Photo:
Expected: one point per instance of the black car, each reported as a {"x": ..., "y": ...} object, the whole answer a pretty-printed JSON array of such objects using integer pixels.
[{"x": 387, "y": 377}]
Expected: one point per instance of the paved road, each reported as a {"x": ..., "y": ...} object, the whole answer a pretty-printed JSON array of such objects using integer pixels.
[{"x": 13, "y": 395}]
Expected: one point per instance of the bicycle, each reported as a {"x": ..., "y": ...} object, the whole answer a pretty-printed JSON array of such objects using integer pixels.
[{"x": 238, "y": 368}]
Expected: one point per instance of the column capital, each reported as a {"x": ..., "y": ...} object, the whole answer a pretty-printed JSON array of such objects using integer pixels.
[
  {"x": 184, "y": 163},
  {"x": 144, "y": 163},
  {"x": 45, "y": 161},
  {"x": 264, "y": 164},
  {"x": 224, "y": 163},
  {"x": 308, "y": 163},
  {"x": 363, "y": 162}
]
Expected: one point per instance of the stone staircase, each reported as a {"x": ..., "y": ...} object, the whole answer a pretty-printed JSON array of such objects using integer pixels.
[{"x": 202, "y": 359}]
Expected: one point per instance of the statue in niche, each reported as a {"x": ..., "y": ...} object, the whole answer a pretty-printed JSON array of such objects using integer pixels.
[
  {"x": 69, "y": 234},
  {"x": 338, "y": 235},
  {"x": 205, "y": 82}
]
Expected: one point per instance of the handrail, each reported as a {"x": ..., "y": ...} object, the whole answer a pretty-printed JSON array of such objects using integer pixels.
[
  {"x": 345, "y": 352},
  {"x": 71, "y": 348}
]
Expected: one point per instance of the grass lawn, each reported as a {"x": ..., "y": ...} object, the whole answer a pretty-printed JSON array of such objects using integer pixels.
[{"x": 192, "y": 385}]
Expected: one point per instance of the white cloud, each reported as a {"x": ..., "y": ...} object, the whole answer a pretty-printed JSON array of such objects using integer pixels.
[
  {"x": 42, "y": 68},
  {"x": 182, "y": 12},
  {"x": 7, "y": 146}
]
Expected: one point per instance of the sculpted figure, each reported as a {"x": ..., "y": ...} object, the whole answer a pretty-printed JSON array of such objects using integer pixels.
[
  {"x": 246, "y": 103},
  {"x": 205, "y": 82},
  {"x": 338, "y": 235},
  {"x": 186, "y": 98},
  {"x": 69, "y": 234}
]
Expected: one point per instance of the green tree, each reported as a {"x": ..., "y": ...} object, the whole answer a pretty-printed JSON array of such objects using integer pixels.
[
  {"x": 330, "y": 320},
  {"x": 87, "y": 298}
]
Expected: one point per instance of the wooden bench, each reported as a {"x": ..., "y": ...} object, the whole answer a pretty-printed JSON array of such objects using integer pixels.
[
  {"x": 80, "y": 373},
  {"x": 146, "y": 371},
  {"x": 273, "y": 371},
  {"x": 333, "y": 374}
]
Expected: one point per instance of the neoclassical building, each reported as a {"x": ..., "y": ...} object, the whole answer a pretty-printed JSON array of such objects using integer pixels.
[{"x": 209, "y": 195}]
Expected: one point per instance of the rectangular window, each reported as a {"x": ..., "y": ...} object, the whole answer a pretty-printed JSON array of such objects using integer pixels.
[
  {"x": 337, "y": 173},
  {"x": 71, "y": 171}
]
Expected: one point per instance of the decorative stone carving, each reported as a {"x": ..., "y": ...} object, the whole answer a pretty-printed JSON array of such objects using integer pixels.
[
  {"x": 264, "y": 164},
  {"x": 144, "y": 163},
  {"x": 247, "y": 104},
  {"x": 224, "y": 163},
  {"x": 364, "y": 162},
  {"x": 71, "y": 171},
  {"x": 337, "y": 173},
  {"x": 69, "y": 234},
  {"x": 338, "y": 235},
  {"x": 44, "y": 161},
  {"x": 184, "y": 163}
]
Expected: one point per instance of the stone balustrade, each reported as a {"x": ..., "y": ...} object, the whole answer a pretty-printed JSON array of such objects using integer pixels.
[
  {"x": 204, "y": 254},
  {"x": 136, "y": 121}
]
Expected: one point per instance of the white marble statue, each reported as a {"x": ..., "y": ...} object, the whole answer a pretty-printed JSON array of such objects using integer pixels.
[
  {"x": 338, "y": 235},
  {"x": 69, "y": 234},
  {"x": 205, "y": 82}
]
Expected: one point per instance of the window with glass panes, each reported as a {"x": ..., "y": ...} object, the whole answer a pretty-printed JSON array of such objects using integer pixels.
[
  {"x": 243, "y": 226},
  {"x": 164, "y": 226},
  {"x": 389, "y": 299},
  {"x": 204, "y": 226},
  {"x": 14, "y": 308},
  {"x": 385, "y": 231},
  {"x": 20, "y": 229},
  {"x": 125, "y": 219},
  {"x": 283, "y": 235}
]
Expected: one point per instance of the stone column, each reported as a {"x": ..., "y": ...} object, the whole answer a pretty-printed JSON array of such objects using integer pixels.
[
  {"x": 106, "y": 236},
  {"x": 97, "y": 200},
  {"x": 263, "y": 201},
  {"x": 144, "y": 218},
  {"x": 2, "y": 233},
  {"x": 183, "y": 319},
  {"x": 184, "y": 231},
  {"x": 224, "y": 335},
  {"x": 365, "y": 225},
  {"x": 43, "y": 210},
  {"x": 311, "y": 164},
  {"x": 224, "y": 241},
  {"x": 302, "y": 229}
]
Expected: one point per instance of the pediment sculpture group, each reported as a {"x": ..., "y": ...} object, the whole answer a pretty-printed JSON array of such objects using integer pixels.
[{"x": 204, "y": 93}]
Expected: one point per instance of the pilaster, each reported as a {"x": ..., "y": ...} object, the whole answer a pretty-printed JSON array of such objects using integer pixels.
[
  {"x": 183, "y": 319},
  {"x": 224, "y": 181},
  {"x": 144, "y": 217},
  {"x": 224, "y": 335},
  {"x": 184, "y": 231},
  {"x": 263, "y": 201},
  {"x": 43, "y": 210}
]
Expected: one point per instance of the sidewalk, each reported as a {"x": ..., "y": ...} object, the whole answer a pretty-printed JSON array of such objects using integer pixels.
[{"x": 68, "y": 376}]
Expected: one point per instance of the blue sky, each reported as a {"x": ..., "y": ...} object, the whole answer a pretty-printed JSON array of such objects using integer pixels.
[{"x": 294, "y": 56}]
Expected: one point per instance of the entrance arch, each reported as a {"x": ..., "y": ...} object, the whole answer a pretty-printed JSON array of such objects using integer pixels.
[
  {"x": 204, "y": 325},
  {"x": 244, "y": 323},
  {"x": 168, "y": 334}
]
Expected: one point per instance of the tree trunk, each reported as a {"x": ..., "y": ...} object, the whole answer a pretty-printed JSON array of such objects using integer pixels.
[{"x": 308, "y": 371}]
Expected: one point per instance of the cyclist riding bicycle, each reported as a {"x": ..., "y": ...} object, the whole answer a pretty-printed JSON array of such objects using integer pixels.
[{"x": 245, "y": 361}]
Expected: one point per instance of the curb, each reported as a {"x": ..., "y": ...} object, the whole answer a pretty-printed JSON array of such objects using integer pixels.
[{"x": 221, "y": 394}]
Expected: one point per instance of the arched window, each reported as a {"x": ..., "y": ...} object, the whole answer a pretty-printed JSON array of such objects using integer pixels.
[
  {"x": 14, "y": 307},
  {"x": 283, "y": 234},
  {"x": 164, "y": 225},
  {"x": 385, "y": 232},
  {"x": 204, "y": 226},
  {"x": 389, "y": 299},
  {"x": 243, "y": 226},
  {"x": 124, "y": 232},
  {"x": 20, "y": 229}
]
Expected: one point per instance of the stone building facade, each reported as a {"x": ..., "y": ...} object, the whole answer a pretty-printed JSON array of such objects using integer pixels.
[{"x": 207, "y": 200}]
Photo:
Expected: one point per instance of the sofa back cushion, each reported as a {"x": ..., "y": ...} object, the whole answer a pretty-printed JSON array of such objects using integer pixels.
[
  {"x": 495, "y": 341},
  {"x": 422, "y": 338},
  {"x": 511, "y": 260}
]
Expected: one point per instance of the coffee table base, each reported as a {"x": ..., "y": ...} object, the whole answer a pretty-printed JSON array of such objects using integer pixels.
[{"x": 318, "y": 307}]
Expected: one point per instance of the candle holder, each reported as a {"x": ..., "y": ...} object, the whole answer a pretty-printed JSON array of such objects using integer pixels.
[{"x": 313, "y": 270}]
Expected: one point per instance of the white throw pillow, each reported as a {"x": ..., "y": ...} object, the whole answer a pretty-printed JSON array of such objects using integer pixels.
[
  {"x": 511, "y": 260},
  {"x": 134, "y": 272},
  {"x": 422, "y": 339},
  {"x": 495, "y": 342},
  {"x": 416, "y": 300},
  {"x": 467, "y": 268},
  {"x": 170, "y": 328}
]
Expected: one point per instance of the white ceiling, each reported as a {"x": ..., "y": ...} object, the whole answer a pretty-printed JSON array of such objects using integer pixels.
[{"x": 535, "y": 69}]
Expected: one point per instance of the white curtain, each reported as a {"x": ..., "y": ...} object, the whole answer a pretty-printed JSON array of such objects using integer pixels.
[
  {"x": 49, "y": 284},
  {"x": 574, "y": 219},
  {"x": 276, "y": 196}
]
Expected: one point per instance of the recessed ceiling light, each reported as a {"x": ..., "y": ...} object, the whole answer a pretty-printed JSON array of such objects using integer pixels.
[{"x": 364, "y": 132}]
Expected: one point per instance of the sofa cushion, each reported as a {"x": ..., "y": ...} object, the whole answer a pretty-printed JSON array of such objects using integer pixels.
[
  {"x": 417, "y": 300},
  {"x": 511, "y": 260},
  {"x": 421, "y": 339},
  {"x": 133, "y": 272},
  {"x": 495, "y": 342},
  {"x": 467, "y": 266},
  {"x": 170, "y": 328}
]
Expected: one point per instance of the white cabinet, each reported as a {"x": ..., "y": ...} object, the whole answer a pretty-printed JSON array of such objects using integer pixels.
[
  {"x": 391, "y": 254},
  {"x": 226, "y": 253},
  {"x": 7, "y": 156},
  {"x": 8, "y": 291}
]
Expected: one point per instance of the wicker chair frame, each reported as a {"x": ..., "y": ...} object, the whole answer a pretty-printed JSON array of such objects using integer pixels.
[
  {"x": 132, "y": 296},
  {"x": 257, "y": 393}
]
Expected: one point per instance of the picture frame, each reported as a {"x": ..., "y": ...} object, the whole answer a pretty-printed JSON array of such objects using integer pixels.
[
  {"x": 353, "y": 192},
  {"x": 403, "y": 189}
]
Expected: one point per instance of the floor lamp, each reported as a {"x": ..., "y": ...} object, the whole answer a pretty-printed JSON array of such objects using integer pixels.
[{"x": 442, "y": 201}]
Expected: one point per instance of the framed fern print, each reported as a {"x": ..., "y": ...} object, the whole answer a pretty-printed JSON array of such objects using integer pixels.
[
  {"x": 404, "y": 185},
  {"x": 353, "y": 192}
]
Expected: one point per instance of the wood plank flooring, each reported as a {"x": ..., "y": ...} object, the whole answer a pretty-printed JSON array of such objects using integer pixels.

What you should do: Every line from the one with "Expected: one point per instance of the framed" to the end of the records above should be returned exactly, and no other lines.

Response to this exercise:
Expected: one point per instance of the framed fern print, each reported as a {"x": ..., "y": ...} object, the whole answer a pretty-printed JSON array of such objects using integer pixels.
[
  {"x": 404, "y": 185},
  {"x": 353, "y": 192}
]
Expected: one point per instance of the wood plank flooring, each reported as a {"x": ..., "y": ...} object, the whole answer a pretty-printed JSON array of such objects using integer pixels.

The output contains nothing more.